### Given request
Reproduce every line of the data below word for word, leaving the pictures out of your answer.

### Given data
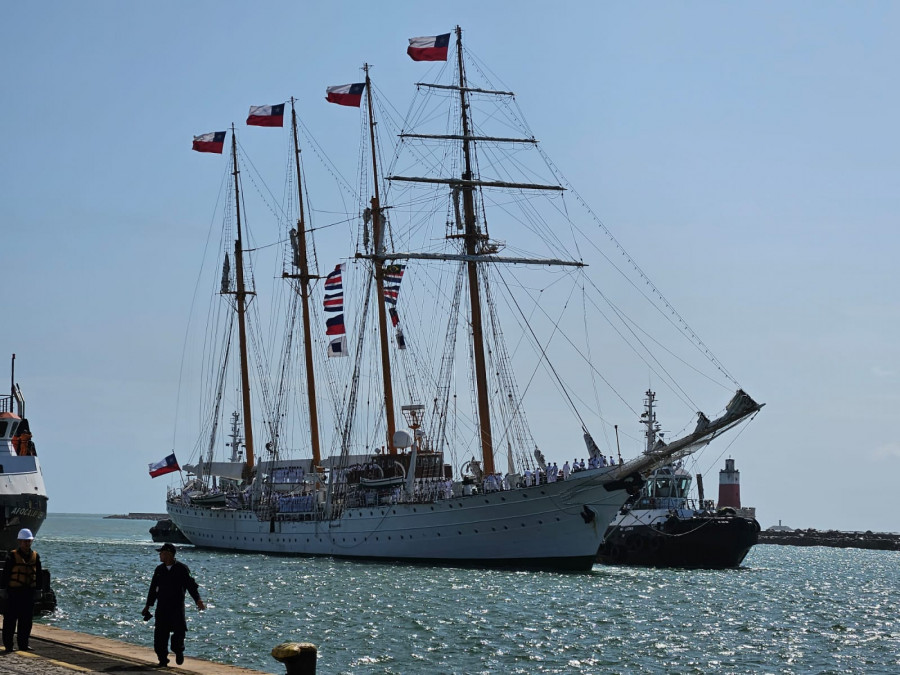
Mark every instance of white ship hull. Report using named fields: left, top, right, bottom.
left=168, top=469, right=628, bottom=570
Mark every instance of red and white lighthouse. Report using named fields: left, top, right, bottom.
left=719, top=459, right=741, bottom=509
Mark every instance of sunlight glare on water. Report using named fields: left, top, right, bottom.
left=35, top=515, right=900, bottom=674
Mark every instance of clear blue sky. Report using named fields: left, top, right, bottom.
left=0, top=0, right=900, bottom=531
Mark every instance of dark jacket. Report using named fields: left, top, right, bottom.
left=147, top=560, right=200, bottom=628
left=0, top=549, right=43, bottom=590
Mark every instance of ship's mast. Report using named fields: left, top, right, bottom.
left=363, top=63, right=397, bottom=455
left=284, top=96, right=322, bottom=467
left=640, top=389, right=659, bottom=455
left=456, top=26, right=494, bottom=474
left=231, top=124, right=253, bottom=476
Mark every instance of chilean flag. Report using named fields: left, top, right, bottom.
left=191, top=131, right=228, bottom=155
left=325, top=82, right=366, bottom=108
left=406, top=33, right=450, bottom=61
left=150, top=454, right=180, bottom=478
left=247, top=103, right=284, bottom=127
left=322, top=293, right=344, bottom=312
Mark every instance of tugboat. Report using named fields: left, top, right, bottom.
left=597, top=391, right=760, bottom=569
left=0, top=354, right=47, bottom=551
left=150, top=518, right=191, bottom=544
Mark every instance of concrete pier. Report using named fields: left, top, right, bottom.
left=0, top=623, right=268, bottom=675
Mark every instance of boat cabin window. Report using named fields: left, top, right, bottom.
left=650, top=476, right=673, bottom=497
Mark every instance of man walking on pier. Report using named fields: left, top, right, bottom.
left=0, top=529, right=43, bottom=652
left=142, top=544, right=206, bottom=667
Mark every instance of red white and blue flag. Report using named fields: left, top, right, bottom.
left=384, top=264, right=406, bottom=306
left=150, top=452, right=180, bottom=478
left=384, top=263, right=406, bottom=349
left=325, top=82, right=366, bottom=108
left=191, top=131, right=228, bottom=155
left=406, top=33, right=450, bottom=61
left=322, top=263, right=347, bottom=356
left=247, top=103, right=284, bottom=127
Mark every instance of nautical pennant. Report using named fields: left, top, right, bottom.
left=150, top=452, right=181, bottom=478
left=322, top=263, right=347, bottom=357
left=406, top=33, right=450, bottom=61
left=328, top=335, right=347, bottom=357
left=191, top=131, right=228, bottom=155
left=247, top=103, right=284, bottom=127
left=325, top=314, right=347, bottom=335
left=384, top=263, right=406, bottom=349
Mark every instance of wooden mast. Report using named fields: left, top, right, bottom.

### Full response
Mark every instance of white ship hull. Report using named fields: left, top, right, bottom.
left=168, top=469, right=628, bottom=570
Mark every instance of red and white lighthouse. Report using named fields: left, top, right, bottom.
left=719, top=459, right=741, bottom=509
Mark every instance of sunlight glare on water. Report using named fields: left, top, right, bottom.
left=35, top=515, right=900, bottom=674
Mark every instance of clear blue sky. Report using named fields: left, top, right, bottom.
left=0, top=0, right=900, bottom=531
Mark every instance of dark jacket. Report using named fields: left, top, right, bottom.
left=147, top=560, right=200, bottom=628
left=0, top=549, right=43, bottom=590
Mark every instance of ship's mast. Report using named fields: left, top, right, bottom.
left=363, top=63, right=397, bottom=455
left=284, top=96, right=322, bottom=467
left=640, top=389, right=659, bottom=455
left=456, top=26, right=494, bottom=474
left=231, top=124, right=253, bottom=476
Mark every instance of chilean flag. Report using named fields: left, top, right, bottom.
left=191, top=131, right=228, bottom=155
left=325, top=82, right=366, bottom=108
left=406, top=33, right=450, bottom=61
left=150, top=454, right=180, bottom=478
left=247, top=103, right=284, bottom=127
left=322, top=293, right=344, bottom=312
Mark every instance of tugboat. Report using named fields: left, top, right, bottom.
left=597, top=391, right=760, bottom=569
left=0, top=354, right=47, bottom=551
left=150, top=518, right=191, bottom=544
Mark every instance of concrete pier. Report using named fields: left, top, right, bottom.
left=0, top=623, right=268, bottom=675
Mark every instance of boat cabin window. Report using named fields: left, top, right, bottom.
left=650, top=476, right=673, bottom=497
Mark every instance of man walking on pier. Report using named fields: left, top, right, bottom.
left=0, top=529, right=43, bottom=652
left=142, top=544, right=206, bottom=667
Mark every instance of red white and blue flag. Report using named fields: left, top, right, bottom.
left=384, top=264, right=406, bottom=306
left=150, top=452, right=180, bottom=478
left=384, top=263, right=406, bottom=349
left=325, top=82, right=366, bottom=108
left=191, top=131, right=228, bottom=155
left=406, top=33, right=450, bottom=61
left=322, top=263, right=347, bottom=356
left=247, top=103, right=284, bottom=127
Mark every instance of nautical pennant. Report using named fields: left, top, right, bottom.
left=150, top=452, right=181, bottom=478
left=322, top=263, right=347, bottom=357
left=406, top=33, right=450, bottom=61
left=328, top=335, right=347, bottom=357
left=191, top=131, right=228, bottom=155
left=247, top=103, right=284, bottom=127
left=325, top=314, right=347, bottom=335
left=384, top=263, right=406, bottom=349
Mark every instance of wooden mast. Report using named fields: left, top, right, bottom.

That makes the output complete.